- **TEXT TO READ**:
· · · · ·
I think it's fine to not know what particular genre you're writing in; just go with the flow and see what happens. You can always add in the steampunk later by referencing zepplins once per chapter :)

Jamie

The Golden Eagle said...

Alex: LOL. Yeah, my GR gets pretty terrifying.

I'm hoping that's the way it works out!

Madeline: Sorry to introduce another bother . . . but I've always wondered about it myself. :P

Thank you!

Jemi: I've noticed a lot of people doing that. But I'm a stickler for punctuation, probably to my detriment. LOL.

Thanks! Trying to do that. :)

Medeia: Same here. Books the blend genres can be really interesting, even if their individual parts aren't that spectacular.

L.G.: Bunker mode--ha! Sometimes a bunker sounds nice.

Speculative is always a nice blanket term. :)

Krista: Yup! There's that to look forward to . . . or mourn, if you're a big fan of the challenge, I guess.

Thank you!

Good luck to you, too. And I like the sound of your project.

Mshatch: I usually love drafting. Not when it gets to the point where "Agh, why did I start writing this novel in the first place?!" comes in, but all the other parts are fun for me. :)

Precy: Good luck! I pantsed a lot of my NaNoWriMo novel from last year, though I had a rough outline.
· · · · ·
- **WRITTEN TASK 1**: In the listing, echo each line word for word, starting at the line that contains "of the dark" and ending at the last line of the listing.
The listing that follows this text has no connection to it.

- **GIVEN DATA**:
· · · · ·
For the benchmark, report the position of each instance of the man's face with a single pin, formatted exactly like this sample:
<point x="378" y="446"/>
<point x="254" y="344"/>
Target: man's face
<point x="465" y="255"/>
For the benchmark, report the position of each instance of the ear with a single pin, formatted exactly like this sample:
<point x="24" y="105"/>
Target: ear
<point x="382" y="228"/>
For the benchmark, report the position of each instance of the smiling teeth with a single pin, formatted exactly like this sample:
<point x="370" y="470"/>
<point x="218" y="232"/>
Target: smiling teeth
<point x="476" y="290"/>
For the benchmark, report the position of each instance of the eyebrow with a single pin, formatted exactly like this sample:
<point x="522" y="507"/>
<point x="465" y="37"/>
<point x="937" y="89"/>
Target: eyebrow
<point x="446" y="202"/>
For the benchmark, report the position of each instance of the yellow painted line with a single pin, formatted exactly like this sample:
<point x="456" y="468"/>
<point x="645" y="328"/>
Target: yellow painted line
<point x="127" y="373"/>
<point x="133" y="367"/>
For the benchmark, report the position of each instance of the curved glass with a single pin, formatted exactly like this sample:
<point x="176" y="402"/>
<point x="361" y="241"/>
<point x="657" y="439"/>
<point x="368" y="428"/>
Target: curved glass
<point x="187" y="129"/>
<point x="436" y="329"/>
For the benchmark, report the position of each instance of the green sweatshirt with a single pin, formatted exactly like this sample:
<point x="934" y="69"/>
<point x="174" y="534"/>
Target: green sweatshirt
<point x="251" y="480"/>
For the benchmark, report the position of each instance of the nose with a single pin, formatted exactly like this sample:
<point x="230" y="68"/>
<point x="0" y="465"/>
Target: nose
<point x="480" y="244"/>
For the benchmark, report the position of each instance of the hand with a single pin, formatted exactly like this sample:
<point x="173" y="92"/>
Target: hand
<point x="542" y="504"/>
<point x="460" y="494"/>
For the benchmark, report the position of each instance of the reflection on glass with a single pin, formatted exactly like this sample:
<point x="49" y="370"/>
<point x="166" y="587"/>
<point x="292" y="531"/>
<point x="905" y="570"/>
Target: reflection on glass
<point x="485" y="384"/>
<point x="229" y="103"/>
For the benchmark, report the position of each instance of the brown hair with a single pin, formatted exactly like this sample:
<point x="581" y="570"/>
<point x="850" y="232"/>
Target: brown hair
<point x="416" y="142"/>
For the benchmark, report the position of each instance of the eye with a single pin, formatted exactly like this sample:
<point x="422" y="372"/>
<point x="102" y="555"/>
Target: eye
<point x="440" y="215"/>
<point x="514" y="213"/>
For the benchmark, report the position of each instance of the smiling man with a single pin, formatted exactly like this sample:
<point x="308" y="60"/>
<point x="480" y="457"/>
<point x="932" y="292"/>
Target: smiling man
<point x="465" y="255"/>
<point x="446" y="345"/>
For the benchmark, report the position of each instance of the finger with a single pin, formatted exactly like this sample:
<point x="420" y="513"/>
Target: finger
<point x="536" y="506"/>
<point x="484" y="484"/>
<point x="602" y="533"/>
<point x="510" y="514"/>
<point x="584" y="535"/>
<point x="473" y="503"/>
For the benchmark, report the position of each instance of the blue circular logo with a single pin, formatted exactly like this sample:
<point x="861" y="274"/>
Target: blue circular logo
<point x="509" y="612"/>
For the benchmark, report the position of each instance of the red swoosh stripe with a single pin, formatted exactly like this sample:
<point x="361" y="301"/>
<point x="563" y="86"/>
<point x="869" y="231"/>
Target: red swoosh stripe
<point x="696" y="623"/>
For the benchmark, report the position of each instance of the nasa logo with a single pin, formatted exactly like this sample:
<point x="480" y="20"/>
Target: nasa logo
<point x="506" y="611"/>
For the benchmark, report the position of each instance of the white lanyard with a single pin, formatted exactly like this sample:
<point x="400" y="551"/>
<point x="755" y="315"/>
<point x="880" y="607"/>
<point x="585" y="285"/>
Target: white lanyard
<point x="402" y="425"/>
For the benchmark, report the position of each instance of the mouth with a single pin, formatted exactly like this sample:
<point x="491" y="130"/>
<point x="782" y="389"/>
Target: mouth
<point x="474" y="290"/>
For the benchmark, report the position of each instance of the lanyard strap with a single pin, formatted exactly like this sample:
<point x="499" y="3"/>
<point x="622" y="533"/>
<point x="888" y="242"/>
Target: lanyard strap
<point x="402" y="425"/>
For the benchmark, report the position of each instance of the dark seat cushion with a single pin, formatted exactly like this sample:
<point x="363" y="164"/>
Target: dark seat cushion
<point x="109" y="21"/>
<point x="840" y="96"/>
· · · · ·
- **WRITTEN TASK 2**: In the blog comments about writing, which term does the reply to L.G. describe as always a nice blanket term?

- **FINAL ANSWER 1**:
For the benchmark, report the position of each instance of the dark seat cushion with a single pin, formatted exactly like this sample:
<point x="363" y="164"/>
Target: dark seat cushion
<point x="109" y="21"/>
<point x="840" y="96"/>

- **FINAL ANSWER 2**: Speculative.